» **DATA LISTING**:
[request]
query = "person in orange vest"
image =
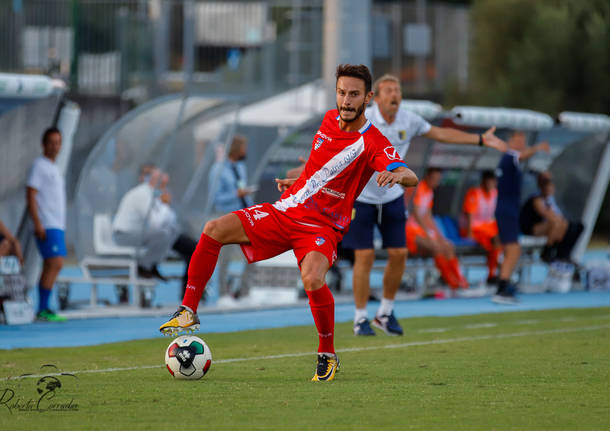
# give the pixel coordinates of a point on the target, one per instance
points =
(424, 236)
(479, 207)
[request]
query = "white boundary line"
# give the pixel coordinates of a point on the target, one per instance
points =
(350, 349)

» **EXERCISE PROMPT**:
Where the data includes pictures, leave them out and write out everything else exactly.

» **OUTPUT FOR THIS EXERCISE**:
[request]
query = "person in orange vest"
image =
# give the pixel coordinates of a point on the target, one per instance
points =
(424, 236)
(479, 207)
[request]
query = "white boundary line"
# give the pixel coordinates of a point on the target, one per instance
points =
(350, 349)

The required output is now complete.